>>>>

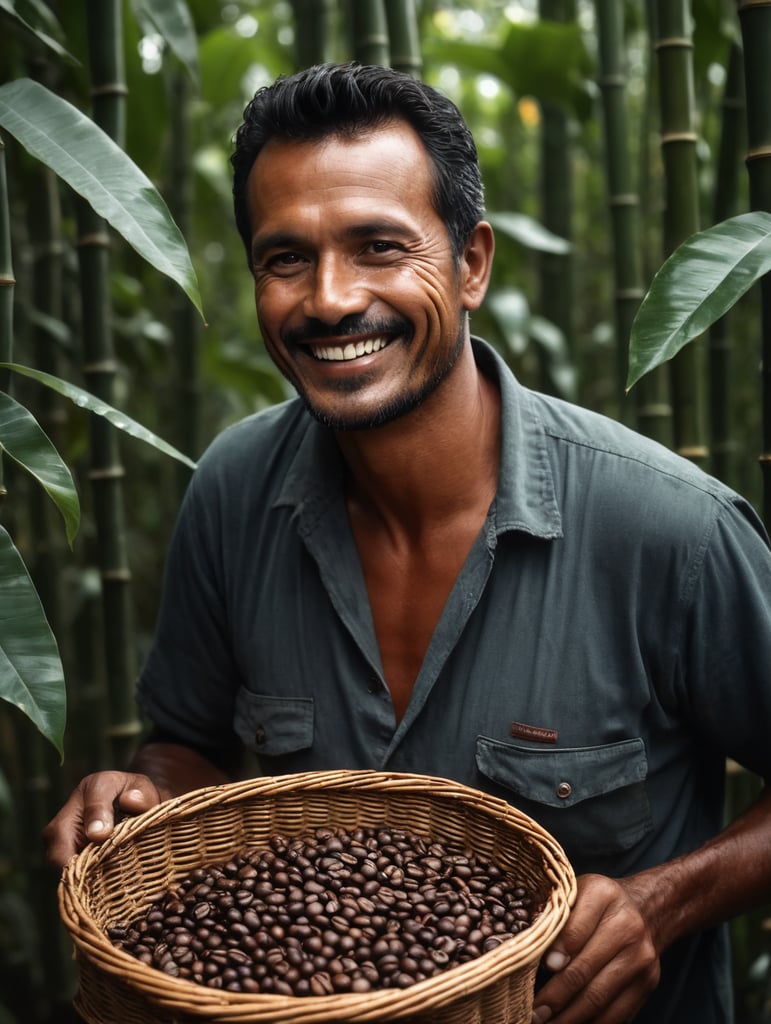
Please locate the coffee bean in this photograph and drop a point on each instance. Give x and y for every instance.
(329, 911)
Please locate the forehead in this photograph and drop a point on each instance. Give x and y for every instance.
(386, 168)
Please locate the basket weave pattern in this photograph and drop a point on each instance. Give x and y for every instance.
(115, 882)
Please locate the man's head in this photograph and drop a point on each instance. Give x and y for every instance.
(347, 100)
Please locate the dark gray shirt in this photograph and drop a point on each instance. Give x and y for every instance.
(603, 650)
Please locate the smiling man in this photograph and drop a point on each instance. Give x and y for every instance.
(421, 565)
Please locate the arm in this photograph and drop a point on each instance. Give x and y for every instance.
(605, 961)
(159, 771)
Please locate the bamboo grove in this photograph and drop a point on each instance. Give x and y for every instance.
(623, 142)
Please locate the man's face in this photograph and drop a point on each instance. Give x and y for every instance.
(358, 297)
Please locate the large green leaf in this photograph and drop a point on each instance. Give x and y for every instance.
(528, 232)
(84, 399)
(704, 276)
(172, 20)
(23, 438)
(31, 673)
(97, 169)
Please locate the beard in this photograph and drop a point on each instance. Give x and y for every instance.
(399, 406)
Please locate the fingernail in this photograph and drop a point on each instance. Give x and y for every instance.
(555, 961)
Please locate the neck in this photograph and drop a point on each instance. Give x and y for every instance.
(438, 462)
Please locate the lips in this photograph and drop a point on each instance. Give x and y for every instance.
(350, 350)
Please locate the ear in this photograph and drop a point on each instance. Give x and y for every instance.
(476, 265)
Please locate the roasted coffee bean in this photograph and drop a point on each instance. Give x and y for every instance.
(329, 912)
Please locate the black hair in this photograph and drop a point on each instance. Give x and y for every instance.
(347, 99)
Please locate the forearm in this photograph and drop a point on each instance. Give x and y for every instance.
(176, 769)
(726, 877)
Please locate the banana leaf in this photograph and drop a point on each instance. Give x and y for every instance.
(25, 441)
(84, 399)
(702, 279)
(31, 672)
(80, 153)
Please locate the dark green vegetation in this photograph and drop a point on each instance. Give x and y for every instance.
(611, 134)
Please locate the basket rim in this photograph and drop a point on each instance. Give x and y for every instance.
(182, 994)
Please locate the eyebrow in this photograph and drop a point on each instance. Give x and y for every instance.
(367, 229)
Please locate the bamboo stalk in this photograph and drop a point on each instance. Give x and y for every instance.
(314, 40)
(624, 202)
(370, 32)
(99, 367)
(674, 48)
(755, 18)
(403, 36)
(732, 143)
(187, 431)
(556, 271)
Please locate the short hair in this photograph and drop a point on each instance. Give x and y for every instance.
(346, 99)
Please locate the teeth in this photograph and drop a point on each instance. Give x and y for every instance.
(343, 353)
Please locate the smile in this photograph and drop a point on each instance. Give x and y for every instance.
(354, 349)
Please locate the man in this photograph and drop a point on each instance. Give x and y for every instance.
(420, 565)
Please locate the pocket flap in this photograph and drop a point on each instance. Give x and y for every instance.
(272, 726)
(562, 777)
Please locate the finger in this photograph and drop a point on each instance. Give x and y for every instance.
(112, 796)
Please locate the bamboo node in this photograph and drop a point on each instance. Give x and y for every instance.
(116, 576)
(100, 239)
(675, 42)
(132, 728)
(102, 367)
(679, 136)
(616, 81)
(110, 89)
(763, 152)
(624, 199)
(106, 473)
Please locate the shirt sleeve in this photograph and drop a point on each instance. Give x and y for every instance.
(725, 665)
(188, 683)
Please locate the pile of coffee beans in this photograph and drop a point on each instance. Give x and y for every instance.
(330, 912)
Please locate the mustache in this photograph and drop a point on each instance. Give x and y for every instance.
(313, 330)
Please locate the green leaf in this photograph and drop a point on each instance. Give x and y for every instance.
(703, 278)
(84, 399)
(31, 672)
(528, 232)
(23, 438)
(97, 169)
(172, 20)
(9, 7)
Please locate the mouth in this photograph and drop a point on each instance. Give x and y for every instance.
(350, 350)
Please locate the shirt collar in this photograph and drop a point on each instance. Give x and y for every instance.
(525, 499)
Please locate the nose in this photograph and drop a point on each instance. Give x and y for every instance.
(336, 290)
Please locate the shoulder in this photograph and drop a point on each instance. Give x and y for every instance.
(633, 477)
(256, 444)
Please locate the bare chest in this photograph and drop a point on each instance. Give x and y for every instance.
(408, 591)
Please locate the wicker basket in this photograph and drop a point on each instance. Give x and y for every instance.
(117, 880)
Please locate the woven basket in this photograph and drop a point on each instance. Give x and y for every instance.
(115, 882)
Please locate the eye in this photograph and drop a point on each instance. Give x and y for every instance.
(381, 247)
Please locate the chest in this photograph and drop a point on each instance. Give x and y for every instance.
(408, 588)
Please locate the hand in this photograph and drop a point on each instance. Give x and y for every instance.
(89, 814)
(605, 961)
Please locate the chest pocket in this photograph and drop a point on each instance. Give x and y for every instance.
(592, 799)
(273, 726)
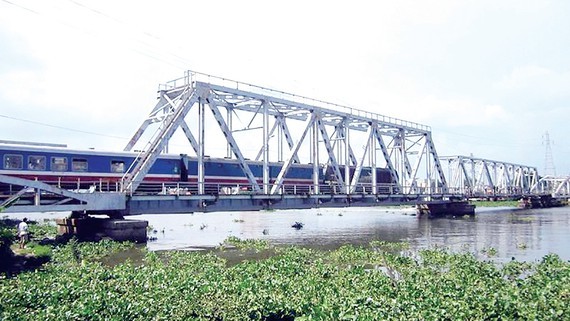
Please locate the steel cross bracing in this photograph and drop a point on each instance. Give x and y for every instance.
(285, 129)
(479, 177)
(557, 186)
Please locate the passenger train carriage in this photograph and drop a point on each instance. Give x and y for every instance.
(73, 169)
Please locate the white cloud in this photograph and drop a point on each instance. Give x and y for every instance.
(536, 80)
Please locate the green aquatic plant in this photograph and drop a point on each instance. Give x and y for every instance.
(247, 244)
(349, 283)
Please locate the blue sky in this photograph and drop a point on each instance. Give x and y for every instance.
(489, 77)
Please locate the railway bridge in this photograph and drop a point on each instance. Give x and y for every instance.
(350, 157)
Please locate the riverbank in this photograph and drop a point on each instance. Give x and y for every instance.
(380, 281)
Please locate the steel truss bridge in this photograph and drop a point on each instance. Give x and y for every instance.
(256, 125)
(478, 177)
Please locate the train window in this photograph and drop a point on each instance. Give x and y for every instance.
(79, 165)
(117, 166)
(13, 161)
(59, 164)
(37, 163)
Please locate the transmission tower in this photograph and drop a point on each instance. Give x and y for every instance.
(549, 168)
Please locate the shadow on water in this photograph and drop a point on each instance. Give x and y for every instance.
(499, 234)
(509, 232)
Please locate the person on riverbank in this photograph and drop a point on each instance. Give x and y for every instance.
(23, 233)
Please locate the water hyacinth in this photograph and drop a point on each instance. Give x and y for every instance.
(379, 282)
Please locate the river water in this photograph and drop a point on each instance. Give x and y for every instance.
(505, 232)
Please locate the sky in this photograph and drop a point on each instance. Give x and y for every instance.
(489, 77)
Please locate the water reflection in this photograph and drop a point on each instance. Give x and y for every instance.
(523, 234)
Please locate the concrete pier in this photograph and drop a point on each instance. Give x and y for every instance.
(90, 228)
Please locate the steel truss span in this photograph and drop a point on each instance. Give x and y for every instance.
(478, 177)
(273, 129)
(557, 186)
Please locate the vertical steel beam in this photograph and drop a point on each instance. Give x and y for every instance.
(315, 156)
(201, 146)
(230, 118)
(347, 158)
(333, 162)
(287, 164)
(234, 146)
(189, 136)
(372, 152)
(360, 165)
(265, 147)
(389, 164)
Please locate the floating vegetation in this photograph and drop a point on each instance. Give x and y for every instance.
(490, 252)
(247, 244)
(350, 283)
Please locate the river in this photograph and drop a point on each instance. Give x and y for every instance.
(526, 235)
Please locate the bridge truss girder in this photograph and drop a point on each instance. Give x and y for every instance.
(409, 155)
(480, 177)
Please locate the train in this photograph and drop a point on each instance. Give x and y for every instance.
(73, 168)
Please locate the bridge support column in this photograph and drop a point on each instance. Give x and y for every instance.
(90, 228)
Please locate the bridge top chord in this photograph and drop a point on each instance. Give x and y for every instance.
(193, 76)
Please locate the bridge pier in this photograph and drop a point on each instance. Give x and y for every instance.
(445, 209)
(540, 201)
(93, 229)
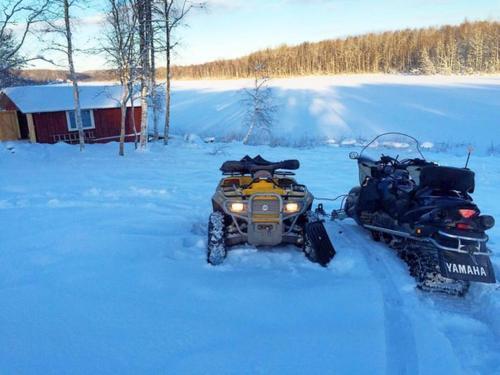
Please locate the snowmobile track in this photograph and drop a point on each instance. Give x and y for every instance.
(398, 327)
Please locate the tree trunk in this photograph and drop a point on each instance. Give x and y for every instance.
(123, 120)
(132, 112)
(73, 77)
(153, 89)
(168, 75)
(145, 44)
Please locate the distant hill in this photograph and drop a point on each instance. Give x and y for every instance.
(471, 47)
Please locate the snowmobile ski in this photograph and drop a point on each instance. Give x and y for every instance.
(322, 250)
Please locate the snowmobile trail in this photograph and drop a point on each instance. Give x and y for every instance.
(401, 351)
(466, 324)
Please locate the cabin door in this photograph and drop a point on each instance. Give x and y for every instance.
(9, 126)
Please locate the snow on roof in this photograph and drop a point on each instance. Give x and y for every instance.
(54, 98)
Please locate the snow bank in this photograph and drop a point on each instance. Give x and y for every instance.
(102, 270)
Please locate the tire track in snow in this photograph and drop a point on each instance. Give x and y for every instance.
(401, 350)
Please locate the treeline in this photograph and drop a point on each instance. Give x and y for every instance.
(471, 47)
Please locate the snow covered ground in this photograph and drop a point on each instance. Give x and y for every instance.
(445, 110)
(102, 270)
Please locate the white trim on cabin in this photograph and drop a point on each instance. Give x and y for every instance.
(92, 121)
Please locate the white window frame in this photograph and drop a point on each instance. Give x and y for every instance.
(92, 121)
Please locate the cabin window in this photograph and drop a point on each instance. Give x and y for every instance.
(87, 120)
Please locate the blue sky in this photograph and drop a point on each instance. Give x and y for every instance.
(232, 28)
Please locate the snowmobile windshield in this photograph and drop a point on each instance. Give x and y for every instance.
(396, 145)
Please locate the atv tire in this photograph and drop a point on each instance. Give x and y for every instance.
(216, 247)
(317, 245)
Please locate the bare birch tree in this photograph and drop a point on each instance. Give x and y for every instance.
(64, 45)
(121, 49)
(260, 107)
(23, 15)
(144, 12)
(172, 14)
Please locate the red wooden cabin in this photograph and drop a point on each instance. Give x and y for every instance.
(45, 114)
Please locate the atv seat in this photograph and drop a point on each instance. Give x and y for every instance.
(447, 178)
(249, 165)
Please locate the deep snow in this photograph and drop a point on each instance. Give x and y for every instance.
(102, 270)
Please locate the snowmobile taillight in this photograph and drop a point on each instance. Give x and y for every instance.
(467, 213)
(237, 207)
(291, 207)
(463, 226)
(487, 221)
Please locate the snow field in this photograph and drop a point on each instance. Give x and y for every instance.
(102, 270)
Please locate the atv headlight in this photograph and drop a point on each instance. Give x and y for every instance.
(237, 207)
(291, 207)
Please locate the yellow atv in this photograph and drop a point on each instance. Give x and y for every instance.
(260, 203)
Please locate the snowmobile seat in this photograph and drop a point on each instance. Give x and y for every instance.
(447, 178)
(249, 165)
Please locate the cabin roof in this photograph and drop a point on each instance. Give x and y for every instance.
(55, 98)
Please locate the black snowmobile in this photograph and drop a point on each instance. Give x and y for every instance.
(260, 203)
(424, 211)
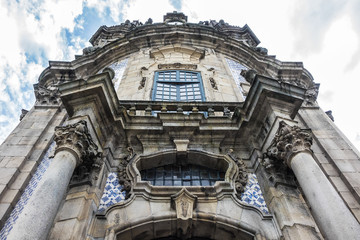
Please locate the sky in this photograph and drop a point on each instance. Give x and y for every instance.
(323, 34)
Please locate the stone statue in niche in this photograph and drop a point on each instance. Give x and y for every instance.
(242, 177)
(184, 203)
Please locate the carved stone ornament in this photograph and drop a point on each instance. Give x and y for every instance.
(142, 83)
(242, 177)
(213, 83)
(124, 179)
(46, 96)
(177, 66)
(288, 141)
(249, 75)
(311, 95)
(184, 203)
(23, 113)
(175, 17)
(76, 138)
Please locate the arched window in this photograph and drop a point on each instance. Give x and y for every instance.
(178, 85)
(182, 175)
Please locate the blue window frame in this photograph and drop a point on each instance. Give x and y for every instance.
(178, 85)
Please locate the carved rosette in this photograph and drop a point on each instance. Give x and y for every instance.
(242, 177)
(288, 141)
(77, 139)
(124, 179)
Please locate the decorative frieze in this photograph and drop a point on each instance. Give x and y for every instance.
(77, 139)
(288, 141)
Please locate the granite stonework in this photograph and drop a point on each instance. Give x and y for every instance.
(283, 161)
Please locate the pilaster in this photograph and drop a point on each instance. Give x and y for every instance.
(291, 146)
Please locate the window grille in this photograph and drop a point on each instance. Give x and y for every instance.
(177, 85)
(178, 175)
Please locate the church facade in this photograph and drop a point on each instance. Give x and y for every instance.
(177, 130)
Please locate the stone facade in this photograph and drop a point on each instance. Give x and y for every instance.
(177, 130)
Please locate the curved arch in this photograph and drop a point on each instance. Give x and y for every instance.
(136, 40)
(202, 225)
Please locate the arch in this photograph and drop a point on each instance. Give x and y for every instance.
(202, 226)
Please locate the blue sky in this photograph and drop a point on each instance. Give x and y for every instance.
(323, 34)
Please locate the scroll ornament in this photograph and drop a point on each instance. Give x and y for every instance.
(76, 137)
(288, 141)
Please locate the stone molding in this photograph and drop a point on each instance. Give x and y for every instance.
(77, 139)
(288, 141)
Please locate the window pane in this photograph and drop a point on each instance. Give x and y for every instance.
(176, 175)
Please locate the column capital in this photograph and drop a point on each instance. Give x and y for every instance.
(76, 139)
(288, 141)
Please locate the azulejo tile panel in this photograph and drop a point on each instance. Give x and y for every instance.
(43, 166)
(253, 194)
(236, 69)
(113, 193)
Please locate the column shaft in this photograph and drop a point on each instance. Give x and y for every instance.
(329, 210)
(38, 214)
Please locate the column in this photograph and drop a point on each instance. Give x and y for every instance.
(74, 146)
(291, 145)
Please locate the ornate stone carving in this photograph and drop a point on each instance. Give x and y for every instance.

<<<<

Task brief
The line containing "Please locate the arch in" and every line after it, through the last one above, should be written out word for word.

Solution to this task
Please locate the arch in this photograph and drop a point on each instance. Give x and y for every instance.
(202, 226)
Please locate the blue sky in this photograph and drop a point on each instance. Give x and y for every instance.
(323, 34)
Please locate the scroll ornament in this photograph and drop a point on each instance. Give x and y for every instance.
(76, 137)
(288, 141)
Please locate the stone molding in this photograph and drop a point on each instance. Give x and y for every instance.
(77, 139)
(288, 141)
Please locate the window pane in this photograph and drop a point on each instance. Give x and y for every instance.
(176, 175)
Please locate the column capital in this photograph and drop a point on each instance. Give x and y for every instance.
(76, 139)
(288, 141)
Please locate the azulejo tile panel in this photograph and drop a point on each instance. Give x and y for every instance.
(43, 166)
(253, 194)
(236, 69)
(113, 193)
Please locate the column shaft in this photograph and drop a point on each instance. Give x and y for every instance.
(329, 210)
(38, 214)
Please locate the column in this photograph and drop a point on each instance. Give x and y for every instance.
(74, 146)
(291, 145)
Please locate the ornate stone carving in this photograph and drop a point on each instance. Give x and y for every instance.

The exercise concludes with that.